[Collection entries]

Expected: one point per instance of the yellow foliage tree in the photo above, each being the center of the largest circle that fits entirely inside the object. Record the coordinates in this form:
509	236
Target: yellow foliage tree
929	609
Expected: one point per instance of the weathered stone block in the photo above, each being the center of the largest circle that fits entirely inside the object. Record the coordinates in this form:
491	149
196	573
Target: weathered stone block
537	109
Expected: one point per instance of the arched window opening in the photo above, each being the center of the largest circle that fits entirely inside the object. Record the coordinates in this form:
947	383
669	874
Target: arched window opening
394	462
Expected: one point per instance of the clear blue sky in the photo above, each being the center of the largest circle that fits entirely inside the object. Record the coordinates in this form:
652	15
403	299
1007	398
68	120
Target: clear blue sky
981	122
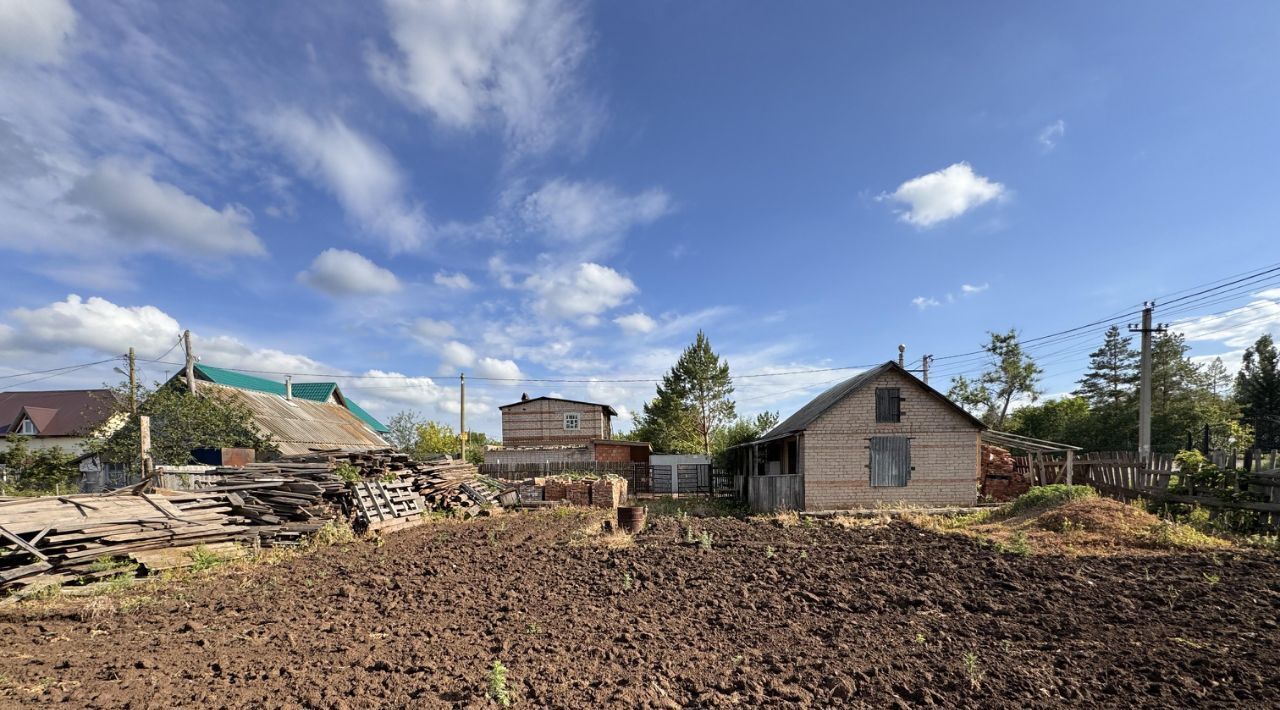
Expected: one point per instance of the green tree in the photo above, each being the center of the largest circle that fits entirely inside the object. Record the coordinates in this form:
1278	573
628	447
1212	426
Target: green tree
179	422
437	438
37	470
1257	390
1112	371
1056	420
1010	374
691	402
403	430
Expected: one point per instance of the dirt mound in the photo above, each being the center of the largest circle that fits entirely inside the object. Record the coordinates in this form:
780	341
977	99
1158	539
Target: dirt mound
698	613
1100	516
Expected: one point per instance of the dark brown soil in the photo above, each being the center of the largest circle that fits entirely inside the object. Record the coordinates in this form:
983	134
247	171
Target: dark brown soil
823	615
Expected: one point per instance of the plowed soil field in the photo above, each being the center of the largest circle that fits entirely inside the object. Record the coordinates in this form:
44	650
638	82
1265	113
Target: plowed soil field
885	615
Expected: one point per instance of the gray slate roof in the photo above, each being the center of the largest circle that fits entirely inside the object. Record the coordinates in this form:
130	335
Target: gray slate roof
807	415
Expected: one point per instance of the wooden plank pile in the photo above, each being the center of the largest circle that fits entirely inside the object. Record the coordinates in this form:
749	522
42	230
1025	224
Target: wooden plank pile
54	540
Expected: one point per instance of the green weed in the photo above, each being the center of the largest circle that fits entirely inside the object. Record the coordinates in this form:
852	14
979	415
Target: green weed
498	690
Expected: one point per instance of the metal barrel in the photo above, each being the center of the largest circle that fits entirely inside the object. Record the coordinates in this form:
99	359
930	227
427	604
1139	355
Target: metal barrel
631	520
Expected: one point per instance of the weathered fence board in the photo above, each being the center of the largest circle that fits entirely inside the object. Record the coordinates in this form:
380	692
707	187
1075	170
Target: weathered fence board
766	494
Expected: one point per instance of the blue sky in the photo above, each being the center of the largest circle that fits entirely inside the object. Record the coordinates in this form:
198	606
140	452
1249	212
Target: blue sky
394	192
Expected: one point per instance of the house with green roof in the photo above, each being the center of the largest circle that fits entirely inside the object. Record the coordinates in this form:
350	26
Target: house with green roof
311	392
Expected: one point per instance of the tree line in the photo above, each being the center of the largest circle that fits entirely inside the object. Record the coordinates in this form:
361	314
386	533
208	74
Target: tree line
1102	412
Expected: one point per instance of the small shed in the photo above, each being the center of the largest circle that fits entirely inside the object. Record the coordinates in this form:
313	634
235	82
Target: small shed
878	438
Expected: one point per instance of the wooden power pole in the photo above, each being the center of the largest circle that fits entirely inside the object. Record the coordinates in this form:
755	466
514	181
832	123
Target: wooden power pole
1144	386
462	412
191	362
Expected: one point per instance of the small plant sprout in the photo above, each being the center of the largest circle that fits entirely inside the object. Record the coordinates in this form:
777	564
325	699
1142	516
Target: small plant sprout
972	670
498	690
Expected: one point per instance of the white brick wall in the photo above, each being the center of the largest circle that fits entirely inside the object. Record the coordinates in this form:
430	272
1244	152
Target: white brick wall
945	452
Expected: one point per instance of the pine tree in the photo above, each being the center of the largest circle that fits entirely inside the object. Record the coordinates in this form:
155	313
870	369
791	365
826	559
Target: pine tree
1257	389
691	403
1112	371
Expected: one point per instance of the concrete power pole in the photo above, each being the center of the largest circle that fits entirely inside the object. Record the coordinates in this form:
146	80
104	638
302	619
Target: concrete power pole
462	412
133	384
1144	389
191	362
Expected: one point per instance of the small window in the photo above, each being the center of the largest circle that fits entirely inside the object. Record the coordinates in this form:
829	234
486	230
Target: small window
888	404
891	461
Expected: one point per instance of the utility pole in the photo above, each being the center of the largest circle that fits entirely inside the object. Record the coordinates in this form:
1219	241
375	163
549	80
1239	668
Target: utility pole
133	385
1144	389
462	412
191	362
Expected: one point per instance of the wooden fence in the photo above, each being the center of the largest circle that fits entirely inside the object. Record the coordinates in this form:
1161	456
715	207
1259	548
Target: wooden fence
766	494
1124	476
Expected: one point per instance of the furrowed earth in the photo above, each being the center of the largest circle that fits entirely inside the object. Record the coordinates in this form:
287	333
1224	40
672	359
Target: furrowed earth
876	615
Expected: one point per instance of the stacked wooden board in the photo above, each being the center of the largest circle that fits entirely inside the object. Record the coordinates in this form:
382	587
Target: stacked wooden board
60	539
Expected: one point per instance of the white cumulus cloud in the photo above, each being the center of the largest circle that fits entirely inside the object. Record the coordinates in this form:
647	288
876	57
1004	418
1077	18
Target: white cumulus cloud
944	195
138	210
457	282
583	292
35	31
346	273
357	170
585	211
636	324
507	62
1051	134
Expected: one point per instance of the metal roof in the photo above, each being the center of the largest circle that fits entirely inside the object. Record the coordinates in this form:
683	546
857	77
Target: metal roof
606	407
298	426
58	412
808	413
314	392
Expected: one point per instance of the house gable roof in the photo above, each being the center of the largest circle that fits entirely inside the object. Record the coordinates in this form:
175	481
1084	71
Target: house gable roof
807	415
58	412
606	407
311	392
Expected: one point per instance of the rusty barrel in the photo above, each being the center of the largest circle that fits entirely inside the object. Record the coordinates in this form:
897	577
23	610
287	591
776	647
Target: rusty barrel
631	520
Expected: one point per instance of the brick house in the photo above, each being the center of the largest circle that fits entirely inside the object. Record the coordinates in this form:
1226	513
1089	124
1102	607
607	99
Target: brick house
549	430
549	421
882	436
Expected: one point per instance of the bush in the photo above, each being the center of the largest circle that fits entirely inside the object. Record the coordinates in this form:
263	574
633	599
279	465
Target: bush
1048	497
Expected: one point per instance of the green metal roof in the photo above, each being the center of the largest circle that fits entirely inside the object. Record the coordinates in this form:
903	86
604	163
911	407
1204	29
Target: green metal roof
315	392
366	417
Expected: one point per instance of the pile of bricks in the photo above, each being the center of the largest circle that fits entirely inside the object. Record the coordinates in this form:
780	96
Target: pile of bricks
600	493
999	480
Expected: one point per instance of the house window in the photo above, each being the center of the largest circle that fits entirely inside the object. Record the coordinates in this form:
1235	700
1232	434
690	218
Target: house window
891	461
888	404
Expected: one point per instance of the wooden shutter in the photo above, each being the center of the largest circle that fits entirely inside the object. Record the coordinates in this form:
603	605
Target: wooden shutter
888	404
891	461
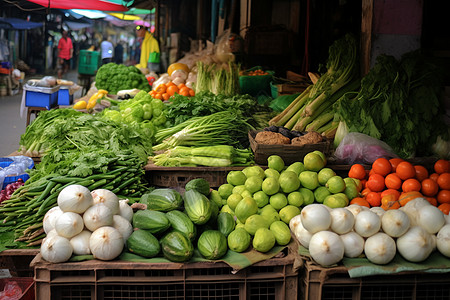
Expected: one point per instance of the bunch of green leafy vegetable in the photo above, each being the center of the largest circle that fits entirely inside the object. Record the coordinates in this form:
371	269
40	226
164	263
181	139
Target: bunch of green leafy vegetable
115	77
205	103
398	103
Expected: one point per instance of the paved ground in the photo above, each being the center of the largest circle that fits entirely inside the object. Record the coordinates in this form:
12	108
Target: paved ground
12	124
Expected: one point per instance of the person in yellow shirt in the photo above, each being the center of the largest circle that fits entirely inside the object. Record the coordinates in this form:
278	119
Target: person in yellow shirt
150	55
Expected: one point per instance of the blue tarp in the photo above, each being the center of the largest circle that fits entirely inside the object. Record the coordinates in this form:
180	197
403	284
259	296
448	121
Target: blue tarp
14	23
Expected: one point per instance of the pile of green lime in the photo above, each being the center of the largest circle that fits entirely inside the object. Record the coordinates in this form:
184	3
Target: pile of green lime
263	201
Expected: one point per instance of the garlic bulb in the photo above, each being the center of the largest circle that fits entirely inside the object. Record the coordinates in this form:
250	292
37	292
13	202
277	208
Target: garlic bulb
69	224
380	248
395	222
98	216
106	243
125	228
108	198
80	243
56	249
50	218
342	220
74	198
125	210
326	248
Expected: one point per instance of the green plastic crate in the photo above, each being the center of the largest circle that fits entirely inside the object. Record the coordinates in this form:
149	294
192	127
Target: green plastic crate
89	62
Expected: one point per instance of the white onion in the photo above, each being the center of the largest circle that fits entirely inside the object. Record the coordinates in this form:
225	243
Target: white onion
50	218
302	235
443	240
108	198
380	248
378	210
353	244
395	222
80	243
431	218
106	243
69	224
125	210
355	209
56	249
125	228
367	223
326	248
74	198
315	218
415	245
342	220
98	216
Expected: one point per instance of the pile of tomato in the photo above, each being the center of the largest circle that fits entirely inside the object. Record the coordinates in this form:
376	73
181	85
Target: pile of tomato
166	90
391	183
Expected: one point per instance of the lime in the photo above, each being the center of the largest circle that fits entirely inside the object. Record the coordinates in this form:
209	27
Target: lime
253	184
313	162
264	240
308	196
322	155
335	184
245	208
278	201
233	200
261	198
270	186
288	212
295	198
309	179
324	175
254	171
321	193
289	181
225	190
271	173
254	222
275	162
297	167
238	189
236	177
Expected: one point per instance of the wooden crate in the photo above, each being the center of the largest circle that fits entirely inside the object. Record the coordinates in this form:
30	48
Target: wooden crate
289	153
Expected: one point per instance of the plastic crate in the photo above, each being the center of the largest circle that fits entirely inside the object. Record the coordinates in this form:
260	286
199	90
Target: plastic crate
89	62
41	96
271	279
5	162
179	176
25	283
334	283
64	97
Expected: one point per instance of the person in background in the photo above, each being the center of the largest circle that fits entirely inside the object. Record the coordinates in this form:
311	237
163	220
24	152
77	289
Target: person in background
107	50
65	53
118	53
150	55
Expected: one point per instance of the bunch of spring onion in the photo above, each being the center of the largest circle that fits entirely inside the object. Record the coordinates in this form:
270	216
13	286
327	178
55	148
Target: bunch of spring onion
210	156
221	128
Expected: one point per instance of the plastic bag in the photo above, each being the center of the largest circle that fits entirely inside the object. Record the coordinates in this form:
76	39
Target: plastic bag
18	166
360	148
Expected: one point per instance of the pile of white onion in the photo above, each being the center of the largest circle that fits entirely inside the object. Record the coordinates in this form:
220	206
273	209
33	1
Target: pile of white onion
415	231
85	223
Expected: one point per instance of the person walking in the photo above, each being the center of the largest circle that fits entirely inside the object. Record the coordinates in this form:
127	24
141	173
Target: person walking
65	53
107	50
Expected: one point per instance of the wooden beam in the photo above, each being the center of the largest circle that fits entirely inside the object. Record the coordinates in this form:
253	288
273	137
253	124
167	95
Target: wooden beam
366	35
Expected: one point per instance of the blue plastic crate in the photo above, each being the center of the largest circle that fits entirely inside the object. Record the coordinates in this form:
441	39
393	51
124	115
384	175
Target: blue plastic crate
41	96
5	162
64	97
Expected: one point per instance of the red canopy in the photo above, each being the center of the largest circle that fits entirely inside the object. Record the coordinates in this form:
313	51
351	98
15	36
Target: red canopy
81	4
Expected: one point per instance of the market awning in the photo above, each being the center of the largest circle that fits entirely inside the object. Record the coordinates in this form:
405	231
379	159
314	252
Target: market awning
14	23
81	4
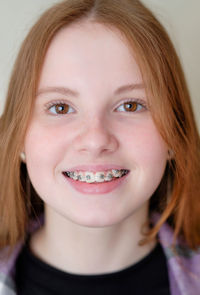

Task objective:
Find every line in the records that contains the word "walking" and copy each of those lines out in full.

Output below:
Expected: one point per instance of the person walking in the photo above, each being the center of the largest circle that fits entirely inside the object. Record the coordinates in this form:
Target: person walking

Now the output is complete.